Directive »
Reproduce the listing below word for word, from the line containing "Locate the brick wall" to the line containing "column 451, row 372", including both of those lines.

Coordinate annotation records
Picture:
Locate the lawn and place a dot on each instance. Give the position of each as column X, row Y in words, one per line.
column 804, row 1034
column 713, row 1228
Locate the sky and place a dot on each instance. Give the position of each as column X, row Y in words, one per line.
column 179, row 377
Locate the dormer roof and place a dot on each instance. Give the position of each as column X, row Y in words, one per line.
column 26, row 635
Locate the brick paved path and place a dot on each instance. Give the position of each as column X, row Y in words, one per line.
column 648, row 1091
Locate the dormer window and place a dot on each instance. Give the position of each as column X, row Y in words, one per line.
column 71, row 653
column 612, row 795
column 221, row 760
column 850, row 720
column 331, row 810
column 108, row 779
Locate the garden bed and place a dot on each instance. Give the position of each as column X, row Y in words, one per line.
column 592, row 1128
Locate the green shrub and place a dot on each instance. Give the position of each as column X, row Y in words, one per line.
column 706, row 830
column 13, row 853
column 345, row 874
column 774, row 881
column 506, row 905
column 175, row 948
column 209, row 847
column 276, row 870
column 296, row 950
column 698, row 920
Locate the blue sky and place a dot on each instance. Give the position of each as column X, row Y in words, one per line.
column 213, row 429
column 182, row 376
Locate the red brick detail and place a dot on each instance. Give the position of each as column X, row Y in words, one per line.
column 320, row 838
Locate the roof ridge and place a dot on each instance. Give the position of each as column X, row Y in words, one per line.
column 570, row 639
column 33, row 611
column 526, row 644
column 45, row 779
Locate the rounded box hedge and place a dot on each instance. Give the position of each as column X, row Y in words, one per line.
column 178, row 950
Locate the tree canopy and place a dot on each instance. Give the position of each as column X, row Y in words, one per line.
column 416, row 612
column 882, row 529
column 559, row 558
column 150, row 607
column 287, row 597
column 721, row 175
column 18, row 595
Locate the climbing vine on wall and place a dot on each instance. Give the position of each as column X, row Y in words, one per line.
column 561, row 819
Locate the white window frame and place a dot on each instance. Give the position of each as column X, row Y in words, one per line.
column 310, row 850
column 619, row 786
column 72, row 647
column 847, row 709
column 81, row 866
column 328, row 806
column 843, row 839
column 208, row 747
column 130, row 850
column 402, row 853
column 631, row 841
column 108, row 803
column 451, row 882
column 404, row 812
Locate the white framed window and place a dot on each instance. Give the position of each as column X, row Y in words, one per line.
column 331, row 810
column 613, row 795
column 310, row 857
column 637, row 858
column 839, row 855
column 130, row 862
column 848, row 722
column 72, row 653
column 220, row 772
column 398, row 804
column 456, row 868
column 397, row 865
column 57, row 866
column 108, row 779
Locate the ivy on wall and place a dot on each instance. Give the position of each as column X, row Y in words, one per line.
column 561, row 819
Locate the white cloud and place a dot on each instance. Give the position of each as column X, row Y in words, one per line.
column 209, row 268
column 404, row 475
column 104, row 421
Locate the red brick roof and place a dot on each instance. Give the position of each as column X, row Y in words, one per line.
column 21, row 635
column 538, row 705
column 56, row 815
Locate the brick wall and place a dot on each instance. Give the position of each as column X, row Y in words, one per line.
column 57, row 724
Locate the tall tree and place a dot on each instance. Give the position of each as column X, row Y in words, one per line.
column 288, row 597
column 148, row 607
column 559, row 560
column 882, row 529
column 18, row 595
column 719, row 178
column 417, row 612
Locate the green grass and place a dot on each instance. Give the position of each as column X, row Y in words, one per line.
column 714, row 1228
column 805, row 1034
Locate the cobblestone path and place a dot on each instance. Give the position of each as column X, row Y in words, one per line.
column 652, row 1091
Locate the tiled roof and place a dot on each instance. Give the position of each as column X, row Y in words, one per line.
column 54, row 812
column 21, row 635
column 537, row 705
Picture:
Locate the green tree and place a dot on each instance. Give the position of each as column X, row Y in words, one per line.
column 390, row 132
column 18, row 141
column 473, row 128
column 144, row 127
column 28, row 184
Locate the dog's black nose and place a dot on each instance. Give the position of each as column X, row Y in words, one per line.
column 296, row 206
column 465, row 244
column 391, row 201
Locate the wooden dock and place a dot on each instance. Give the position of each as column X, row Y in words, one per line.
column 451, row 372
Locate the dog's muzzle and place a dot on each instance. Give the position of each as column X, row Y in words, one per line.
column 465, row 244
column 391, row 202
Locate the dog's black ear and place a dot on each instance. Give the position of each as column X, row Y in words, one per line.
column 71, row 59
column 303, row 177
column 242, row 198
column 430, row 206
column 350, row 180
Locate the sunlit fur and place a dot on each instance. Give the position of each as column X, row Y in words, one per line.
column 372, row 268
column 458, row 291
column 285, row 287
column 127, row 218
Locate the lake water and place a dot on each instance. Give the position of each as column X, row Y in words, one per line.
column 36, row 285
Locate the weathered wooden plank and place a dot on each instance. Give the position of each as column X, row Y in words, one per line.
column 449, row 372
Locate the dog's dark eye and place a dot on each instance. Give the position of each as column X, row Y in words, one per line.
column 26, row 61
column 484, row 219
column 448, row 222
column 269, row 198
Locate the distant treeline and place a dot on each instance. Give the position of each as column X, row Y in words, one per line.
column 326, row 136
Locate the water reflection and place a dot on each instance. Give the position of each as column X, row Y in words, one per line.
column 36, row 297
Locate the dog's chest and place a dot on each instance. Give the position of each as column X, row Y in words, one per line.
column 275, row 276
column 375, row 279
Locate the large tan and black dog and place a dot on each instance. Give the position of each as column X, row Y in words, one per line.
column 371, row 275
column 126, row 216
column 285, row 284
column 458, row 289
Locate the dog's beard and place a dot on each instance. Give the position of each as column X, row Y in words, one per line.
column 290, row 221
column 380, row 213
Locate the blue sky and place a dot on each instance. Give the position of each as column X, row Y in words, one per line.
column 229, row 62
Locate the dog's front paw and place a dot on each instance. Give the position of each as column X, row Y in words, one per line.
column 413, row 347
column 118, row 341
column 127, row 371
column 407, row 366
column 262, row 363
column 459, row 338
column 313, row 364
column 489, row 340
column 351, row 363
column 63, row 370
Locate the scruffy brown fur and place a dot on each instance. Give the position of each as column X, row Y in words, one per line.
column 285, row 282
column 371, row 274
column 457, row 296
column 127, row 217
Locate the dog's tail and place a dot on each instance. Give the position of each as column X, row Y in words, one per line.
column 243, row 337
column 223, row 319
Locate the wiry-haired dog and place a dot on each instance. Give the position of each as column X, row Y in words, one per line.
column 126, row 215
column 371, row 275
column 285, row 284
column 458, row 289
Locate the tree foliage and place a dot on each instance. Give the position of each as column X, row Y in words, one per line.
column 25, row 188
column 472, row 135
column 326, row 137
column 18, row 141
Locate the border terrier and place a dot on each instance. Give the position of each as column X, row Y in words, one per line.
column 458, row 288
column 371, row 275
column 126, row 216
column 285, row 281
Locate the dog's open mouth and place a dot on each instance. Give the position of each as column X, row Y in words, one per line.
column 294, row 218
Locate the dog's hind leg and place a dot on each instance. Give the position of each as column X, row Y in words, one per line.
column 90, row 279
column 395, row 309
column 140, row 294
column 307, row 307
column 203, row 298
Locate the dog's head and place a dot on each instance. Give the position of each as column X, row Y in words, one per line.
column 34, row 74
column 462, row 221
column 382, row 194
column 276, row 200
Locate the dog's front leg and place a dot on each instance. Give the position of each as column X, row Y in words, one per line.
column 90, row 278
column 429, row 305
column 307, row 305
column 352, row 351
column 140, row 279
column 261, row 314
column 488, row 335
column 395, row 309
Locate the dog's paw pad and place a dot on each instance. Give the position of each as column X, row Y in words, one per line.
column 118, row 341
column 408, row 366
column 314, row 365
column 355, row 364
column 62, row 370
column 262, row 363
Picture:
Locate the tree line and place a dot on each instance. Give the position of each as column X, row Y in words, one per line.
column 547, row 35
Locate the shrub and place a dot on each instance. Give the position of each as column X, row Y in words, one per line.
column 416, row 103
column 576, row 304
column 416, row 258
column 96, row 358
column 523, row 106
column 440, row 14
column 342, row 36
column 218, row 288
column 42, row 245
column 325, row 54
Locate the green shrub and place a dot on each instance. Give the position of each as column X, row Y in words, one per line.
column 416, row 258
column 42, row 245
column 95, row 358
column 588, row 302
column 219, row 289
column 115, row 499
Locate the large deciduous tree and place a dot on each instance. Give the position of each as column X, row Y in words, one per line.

Result of the exercise »
Locate the brick wall and place a dot on each instance. Give the position of each as column X, row Y in words, one per line.
column 57, row 724
Locate the tall tree and place a dot on each instance. Give the position of each as column X, row Y in words, one per line.
column 288, row 597
column 148, row 607
column 559, row 560
column 882, row 529
column 18, row 595
column 719, row 178
column 417, row 612
Locate the green grass and place a dot on each instance. Give the position of each as column X, row Y in words, one per line.
column 714, row 1228
column 805, row 1034
Locate the cobblestone path and place a dot on each instance. Give the position of each as column X, row Y in words, one per line.
column 652, row 1091
Locate the tiled roof and place a dot on each instance. Give the position of each as column X, row Y in words, one per line.
column 54, row 812
column 21, row 635
column 537, row 705
Picture:
Locate the green tree and place a dot on each instance. Give the position of each as column X, row Y in words, one per line.
column 390, row 132
column 18, row 141
column 473, row 128
column 144, row 127
column 28, row 184
Locate the dog's black nose and place a dot on each instance. Give the position of each as column X, row Y in words, one per line.
column 296, row 206
column 465, row 244
column 391, row 201
Locate the wooden dock and place a dot on each instance. Give the position of each as column X, row Y in words, one per line.
column 451, row 372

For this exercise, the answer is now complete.